◆ WORK TO COMPLETE ◆
Pull every line containing "chair" from the data.

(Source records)
----

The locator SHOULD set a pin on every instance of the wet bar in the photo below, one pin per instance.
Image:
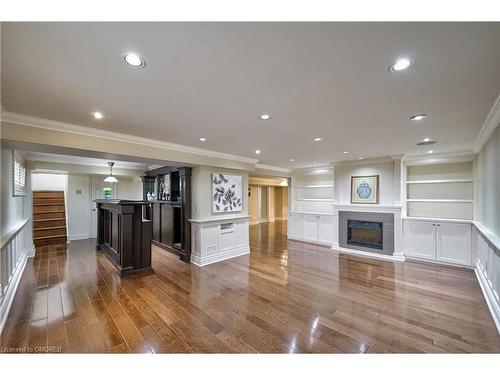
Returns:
(123, 234)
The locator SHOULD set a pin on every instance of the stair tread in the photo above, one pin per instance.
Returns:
(50, 219)
(48, 212)
(49, 204)
(49, 237)
(46, 228)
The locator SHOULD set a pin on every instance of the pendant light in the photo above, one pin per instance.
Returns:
(110, 178)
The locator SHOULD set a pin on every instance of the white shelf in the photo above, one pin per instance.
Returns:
(448, 181)
(441, 200)
(446, 220)
(312, 186)
(315, 199)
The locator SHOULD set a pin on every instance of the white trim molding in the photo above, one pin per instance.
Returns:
(489, 126)
(486, 247)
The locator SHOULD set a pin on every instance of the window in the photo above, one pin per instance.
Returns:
(19, 176)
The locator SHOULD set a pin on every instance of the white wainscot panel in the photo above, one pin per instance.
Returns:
(16, 248)
(487, 262)
(311, 227)
(215, 240)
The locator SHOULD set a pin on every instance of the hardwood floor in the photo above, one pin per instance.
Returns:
(285, 297)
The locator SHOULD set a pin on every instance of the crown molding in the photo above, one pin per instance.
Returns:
(37, 122)
(382, 159)
(439, 158)
(489, 126)
(272, 168)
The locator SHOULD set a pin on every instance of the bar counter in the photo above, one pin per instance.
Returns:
(123, 234)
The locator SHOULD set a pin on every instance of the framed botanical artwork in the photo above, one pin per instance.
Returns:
(364, 189)
(226, 193)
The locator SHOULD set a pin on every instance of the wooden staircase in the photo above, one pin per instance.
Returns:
(49, 218)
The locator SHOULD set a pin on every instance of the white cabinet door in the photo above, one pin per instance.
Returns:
(325, 229)
(310, 228)
(454, 243)
(296, 226)
(419, 239)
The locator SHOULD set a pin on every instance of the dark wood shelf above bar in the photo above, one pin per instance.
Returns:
(170, 218)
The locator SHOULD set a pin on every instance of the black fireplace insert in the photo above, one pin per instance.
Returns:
(365, 233)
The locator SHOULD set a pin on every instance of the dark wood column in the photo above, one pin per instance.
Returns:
(171, 226)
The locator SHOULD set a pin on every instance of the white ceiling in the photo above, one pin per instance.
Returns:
(79, 160)
(212, 80)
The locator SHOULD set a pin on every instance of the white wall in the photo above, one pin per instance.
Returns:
(45, 181)
(488, 184)
(79, 207)
(17, 240)
(14, 209)
(201, 192)
(486, 239)
(385, 171)
(129, 188)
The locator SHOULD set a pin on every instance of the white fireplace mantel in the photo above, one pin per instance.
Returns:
(398, 228)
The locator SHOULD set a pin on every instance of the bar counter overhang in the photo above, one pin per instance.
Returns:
(123, 234)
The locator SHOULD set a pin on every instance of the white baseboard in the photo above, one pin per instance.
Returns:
(78, 236)
(10, 292)
(31, 253)
(489, 296)
(396, 257)
(236, 252)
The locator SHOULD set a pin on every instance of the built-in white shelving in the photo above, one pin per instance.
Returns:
(441, 200)
(313, 186)
(312, 190)
(448, 181)
(440, 190)
(315, 200)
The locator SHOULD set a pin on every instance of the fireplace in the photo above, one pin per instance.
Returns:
(365, 233)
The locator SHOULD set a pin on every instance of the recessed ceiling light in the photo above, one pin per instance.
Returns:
(418, 117)
(134, 60)
(400, 64)
(426, 142)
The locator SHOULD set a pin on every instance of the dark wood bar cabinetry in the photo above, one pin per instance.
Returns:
(170, 214)
(123, 234)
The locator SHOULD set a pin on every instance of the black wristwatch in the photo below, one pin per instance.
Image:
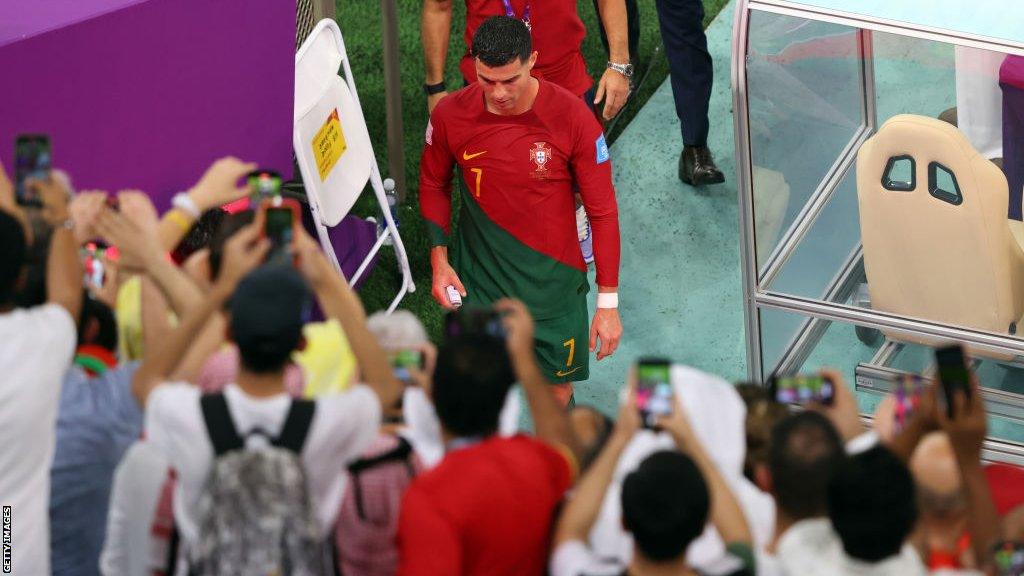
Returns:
(432, 89)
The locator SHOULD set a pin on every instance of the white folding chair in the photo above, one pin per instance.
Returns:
(333, 148)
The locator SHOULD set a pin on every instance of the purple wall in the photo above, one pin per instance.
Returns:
(146, 94)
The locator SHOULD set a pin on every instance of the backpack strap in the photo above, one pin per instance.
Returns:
(296, 428)
(219, 425)
(398, 453)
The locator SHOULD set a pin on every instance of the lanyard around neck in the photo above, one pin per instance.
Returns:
(511, 13)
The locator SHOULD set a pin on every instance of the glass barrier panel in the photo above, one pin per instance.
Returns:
(806, 105)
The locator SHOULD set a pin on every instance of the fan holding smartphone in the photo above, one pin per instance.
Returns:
(654, 393)
(32, 160)
(954, 374)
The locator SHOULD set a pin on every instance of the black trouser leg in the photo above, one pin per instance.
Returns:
(689, 65)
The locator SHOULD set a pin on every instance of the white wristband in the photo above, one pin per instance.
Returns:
(607, 299)
(183, 202)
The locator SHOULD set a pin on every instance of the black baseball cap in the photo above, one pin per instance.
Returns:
(268, 310)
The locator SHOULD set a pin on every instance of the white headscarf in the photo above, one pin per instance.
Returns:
(717, 415)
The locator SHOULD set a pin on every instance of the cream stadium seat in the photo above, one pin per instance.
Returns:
(933, 219)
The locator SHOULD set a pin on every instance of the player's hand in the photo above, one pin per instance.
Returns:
(968, 427)
(432, 100)
(444, 276)
(608, 328)
(614, 90)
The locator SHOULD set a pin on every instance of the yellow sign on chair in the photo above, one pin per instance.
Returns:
(329, 145)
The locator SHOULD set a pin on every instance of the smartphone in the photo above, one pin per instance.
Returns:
(92, 264)
(954, 374)
(279, 227)
(402, 360)
(473, 322)
(654, 394)
(263, 183)
(1008, 557)
(803, 389)
(32, 160)
(907, 397)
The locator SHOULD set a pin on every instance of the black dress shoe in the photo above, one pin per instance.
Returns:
(696, 167)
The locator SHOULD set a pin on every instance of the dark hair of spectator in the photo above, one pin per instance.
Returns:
(268, 356)
(500, 40)
(471, 380)
(871, 504)
(665, 505)
(603, 426)
(96, 324)
(805, 449)
(13, 250)
(762, 415)
(228, 225)
(200, 235)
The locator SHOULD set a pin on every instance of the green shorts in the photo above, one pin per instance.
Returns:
(562, 343)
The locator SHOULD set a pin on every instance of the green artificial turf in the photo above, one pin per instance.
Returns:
(360, 25)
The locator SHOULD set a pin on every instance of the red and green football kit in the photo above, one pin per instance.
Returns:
(516, 235)
(557, 33)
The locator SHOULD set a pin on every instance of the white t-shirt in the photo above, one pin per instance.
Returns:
(343, 426)
(38, 347)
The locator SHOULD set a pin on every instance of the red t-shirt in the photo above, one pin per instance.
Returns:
(486, 509)
(557, 33)
(521, 171)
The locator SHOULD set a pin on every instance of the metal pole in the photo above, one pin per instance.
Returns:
(392, 88)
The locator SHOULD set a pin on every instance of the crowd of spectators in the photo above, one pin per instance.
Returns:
(170, 419)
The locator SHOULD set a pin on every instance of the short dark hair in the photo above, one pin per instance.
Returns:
(13, 249)
(471, 380)
(665, 505)
(871, 504)
(96, 312)
(602, 432)
(805, 449)
(501, 40)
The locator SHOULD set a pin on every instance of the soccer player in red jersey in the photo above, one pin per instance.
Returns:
(557, 35)
(522, 145)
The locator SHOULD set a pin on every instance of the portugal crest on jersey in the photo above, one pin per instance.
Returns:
(540, 155)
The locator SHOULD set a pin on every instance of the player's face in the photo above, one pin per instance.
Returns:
(505, 85)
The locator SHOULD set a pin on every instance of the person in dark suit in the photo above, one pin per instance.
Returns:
(692, 73)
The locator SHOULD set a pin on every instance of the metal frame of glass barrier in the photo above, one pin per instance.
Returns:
(820, 313)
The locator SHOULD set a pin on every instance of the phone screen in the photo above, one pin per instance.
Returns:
(280, 227)
(802, 389)
(32, 160)
(1009, 559)
(469, 322)
(263, 183)
(654, 395)
(953, 374)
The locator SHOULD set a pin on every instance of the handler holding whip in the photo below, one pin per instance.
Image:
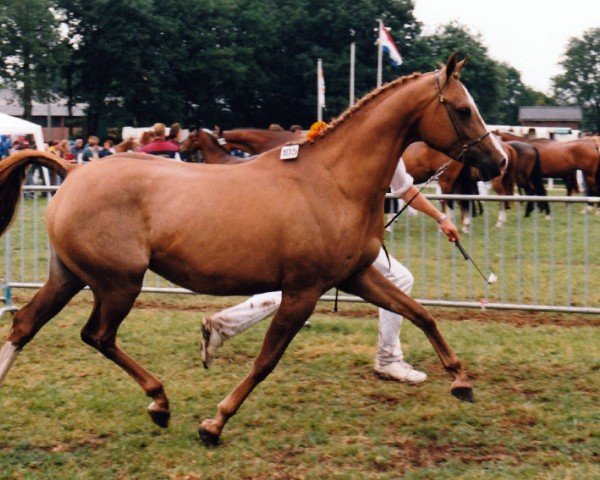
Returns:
(389, 360)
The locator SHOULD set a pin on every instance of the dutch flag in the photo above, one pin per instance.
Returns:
(386, 43)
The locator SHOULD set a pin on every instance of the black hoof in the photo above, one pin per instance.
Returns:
(209, 439)
(160, 418)
(464, 394)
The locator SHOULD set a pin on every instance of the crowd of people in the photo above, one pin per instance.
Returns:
(155, 141)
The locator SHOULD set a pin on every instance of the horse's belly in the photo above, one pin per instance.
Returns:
(215, 277)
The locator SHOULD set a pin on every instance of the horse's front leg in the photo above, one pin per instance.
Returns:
(294, 311)
(371, 285)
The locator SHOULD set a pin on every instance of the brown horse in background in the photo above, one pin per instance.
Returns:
(563, 159)
(528, 173)
(212, 151)
(422, 162)
(306, 224)
(255, 140)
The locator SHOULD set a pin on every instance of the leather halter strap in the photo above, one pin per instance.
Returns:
(466, 143)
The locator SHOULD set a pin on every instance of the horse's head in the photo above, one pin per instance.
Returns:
(452, 124)
(190, 144)
(196, 140)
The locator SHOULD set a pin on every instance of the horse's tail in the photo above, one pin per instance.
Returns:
(12, 174)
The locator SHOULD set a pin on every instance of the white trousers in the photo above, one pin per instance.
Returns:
(234, 320)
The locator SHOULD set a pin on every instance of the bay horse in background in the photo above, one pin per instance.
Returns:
(305, 225)
(527, 172)
(212, 151)
(563, 159)
(126, 145)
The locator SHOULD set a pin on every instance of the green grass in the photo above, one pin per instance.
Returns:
(68, 413)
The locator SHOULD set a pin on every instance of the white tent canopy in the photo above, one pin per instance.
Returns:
(16, 126)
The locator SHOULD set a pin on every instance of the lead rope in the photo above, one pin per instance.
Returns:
(438, 173)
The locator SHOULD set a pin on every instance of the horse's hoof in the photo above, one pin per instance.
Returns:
(208, 439)
(464, 394)
(160, 417)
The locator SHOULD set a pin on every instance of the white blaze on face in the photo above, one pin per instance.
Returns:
(8, 353)
(474, 109)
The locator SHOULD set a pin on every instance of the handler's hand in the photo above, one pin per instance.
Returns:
(450, 230)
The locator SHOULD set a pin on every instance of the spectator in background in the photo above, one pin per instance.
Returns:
(5, 146)
(16, 146)
(113, 136)
(175, 134)
(65, 151)
(92, 151)
(160, 146)
(77, 150)
(107, 149)
(54, 149)
(146, 138)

----

◆ YOUR RESPONSE ◆
The locator SHOULD set a pin on every instance of the white folding chair in the photo above, one pin per instance.
The locator SHOULD set a pin on every instance of the yellow sign on chair in the photo above, one pin per instance.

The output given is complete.